▶ Data excerpts
•••••

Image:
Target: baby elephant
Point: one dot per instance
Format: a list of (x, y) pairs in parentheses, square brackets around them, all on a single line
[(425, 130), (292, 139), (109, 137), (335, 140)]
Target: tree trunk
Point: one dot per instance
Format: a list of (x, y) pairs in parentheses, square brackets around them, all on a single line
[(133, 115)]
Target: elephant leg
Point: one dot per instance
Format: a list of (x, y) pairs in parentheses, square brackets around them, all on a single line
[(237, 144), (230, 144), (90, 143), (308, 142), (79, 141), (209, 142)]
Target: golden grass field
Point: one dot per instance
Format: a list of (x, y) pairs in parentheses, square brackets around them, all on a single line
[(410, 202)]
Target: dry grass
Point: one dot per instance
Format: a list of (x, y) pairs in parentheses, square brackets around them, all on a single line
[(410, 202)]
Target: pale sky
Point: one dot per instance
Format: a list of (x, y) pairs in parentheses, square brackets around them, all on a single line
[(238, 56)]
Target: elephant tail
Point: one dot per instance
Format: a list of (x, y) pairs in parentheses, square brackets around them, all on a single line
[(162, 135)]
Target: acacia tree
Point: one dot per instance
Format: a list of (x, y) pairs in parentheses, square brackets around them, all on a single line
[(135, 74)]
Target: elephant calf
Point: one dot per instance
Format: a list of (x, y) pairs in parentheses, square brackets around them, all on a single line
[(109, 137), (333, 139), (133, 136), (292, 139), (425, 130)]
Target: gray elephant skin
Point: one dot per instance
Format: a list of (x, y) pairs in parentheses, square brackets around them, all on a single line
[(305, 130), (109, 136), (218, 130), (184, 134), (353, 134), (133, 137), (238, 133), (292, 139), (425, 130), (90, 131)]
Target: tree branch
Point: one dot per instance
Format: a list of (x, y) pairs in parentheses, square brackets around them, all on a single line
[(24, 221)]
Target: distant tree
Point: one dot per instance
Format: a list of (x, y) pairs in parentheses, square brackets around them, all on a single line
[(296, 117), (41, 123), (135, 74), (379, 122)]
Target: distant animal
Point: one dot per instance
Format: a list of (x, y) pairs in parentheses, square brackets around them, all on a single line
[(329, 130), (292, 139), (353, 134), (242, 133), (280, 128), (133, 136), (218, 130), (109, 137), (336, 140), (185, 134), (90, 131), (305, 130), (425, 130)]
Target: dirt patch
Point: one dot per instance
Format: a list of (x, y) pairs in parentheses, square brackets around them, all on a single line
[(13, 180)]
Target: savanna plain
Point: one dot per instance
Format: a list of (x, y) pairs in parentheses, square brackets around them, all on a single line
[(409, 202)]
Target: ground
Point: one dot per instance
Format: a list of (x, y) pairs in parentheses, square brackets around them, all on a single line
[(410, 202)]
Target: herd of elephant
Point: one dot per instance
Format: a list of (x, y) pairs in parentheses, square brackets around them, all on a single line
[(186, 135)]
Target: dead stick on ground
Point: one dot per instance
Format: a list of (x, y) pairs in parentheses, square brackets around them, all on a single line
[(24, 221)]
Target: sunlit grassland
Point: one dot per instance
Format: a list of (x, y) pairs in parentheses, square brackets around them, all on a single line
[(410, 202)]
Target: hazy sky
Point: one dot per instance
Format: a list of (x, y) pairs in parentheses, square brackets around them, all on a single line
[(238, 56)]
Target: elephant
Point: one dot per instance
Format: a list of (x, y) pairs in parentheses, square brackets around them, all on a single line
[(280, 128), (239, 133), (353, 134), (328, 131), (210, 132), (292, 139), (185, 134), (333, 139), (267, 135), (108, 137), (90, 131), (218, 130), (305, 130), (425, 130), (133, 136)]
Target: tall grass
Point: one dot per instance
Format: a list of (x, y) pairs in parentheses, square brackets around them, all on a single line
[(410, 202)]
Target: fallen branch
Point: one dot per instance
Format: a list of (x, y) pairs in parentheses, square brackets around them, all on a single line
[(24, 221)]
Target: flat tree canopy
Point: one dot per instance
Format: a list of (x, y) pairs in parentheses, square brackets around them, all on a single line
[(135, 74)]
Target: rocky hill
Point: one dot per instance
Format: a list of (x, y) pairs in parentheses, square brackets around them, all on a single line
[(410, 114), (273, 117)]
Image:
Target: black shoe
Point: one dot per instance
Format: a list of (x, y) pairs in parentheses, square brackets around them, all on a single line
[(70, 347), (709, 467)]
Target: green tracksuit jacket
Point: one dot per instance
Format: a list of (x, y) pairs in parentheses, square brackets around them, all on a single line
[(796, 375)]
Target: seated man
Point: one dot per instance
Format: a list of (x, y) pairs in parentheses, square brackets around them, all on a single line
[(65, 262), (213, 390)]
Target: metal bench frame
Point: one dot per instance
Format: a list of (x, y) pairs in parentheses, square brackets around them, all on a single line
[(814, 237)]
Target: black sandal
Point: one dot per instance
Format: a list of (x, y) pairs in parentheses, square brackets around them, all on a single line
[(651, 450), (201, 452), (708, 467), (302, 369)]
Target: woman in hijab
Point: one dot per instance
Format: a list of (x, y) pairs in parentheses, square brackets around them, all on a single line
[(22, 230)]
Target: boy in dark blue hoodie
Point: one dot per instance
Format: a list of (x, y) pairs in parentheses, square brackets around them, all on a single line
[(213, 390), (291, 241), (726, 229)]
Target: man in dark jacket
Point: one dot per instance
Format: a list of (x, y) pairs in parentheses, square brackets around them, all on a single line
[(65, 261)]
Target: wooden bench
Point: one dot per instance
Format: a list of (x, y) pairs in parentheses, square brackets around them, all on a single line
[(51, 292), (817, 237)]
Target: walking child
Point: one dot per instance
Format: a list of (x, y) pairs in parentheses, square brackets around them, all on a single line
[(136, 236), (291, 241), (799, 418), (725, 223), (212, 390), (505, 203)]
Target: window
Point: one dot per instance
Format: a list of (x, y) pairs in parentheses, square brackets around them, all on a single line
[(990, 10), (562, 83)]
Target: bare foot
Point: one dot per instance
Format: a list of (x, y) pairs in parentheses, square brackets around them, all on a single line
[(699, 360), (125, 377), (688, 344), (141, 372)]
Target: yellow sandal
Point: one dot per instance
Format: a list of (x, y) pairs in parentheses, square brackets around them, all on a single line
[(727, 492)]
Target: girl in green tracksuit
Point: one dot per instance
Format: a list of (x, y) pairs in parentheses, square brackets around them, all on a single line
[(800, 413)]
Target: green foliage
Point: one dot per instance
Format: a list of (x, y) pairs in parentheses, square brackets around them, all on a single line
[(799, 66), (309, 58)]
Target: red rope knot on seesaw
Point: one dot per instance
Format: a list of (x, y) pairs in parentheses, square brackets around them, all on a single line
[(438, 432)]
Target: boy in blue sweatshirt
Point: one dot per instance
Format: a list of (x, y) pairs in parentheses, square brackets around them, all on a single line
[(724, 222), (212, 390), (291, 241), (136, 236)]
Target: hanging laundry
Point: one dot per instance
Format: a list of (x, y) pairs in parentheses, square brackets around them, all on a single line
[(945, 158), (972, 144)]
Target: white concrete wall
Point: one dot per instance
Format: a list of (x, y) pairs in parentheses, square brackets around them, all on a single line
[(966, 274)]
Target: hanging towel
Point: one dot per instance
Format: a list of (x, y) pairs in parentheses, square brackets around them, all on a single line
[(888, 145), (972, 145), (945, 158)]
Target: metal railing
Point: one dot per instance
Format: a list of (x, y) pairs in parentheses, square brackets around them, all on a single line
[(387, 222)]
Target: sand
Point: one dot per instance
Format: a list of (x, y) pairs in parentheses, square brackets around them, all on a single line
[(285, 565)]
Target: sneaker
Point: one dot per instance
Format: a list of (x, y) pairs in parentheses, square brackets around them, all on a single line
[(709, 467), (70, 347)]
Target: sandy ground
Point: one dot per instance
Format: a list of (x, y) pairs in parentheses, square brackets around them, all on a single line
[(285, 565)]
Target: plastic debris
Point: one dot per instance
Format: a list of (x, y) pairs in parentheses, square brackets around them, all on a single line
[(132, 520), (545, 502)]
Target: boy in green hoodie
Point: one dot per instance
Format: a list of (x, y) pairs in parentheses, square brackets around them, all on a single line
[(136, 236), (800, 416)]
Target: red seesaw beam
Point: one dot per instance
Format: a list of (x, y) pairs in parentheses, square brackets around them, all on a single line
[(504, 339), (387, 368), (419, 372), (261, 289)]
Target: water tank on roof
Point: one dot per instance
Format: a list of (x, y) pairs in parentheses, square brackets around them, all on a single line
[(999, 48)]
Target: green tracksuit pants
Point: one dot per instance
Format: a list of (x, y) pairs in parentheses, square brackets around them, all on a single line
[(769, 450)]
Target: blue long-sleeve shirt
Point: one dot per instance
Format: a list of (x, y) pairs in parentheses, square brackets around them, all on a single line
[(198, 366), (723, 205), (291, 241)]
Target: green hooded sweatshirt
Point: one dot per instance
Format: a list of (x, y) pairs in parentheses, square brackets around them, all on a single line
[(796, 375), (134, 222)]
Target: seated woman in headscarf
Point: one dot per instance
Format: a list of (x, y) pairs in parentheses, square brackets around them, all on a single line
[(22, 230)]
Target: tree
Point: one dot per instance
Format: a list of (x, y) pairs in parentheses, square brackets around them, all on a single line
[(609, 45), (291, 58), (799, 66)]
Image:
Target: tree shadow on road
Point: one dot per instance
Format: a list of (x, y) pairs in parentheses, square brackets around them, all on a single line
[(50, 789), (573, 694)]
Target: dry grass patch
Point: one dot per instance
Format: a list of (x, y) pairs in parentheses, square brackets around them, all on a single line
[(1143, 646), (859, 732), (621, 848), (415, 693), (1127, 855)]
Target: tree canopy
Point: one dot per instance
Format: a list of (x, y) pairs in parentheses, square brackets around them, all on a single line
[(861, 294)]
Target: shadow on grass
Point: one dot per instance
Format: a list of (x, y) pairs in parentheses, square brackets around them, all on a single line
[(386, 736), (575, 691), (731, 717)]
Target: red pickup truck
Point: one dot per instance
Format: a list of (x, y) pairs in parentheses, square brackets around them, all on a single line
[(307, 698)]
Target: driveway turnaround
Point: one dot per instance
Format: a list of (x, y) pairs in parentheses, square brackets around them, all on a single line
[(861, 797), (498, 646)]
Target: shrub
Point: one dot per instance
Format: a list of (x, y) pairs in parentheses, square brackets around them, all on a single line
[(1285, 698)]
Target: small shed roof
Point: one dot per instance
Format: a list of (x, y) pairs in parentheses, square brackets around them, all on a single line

•••••

▶ Your instructions
Copy everything from the start of the rows down to the line containing "[(109, 137), (333, 139), (133, 136), (292, 139), (425, 130)]", replacing each "elephant" with "pachyderm" and leaving everything else unchanged.

▶ Correct output
Image:
Target: baby pachyderm
Point: one dot per instance
Format: a list of (x, y) pairs in parentheses, square brackets around them, all on a single line
[(425, 130), (292, 139), (109, 137), (335, 140)]
Target: tree trunk
Point: one dot per instance
Format: a list of (x, y) pairs in parentheses, square brackets around them, all on a single line
[(133, 115)]
Target: pachyderm leg
Point: one dot per instance
Format: a list of (x, y) pairs in parentheses, square brackets around them, all on a single line
[(237, 144), (230, 144), (90, 143), (308, 142), (79, 141), (209, 142)]
Target: golden grass field
Point: one dot per instance
Format: a list of (x, y) pairs in parentheses, square brackets around them, all on a single line
[(410, 202)]
Target: dry grass
Point: one dot per instance
Format: a list of (x, y) pairs in parentheses, square brackets around them, all on a single line
[(410, 202)]
Target: pale sky
Point: one dot per instance
Format: a list of (x, y) pairs in parentheses, square brackets around them, all on a single line
[(238, 56)]
Target: pachyderm tail
Point: one dot per instance
Format: a list of (x, y) pairs in parentheses, square brackets around them, all on a single line
[(162, 135)]
Target: acacia tree
Point: one dot per instance
Format: a list of (x, y) pairs in parentheses, square brackets around them, all on a single line
[(135, 74)]
Target: pachyderm calf
Point: one dot per instance
Format: a list of (x, y) pairs in parentheses, square brackets around them, all on a single line
[(109, 137), (333, 139), (133, 136), (292, 139), (425, 130)]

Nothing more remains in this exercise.